## [What this task involves]
Write out the records once more, exactly, and keep any image out.

[Point localization data]
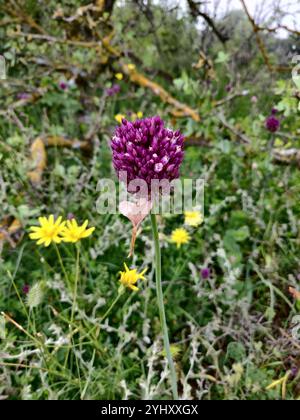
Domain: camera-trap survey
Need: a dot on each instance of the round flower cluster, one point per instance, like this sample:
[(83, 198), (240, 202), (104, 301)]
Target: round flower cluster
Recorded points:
[(113, 90), (272, 122), (146, 150)]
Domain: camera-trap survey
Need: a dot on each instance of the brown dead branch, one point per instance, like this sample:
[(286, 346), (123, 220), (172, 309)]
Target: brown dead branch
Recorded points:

## [Answer for the task]
Domain: camera-trap survey
Need: a dot on each instance of the round flower cluster, one point per instance, like this sample:
[(83, 198), (240, 202), (104, 301)]
Target: round flower cluster
Recorded points:
[(113, 90), (272, 122), (146, 150)]
Domain: camera-trap survey
Need: a dot on each instance of the brown dead branch, one point per instance, like this sample:
[(286, 346), (123, 220), (172, 309)]
Target: brown dead branch
Recorded points:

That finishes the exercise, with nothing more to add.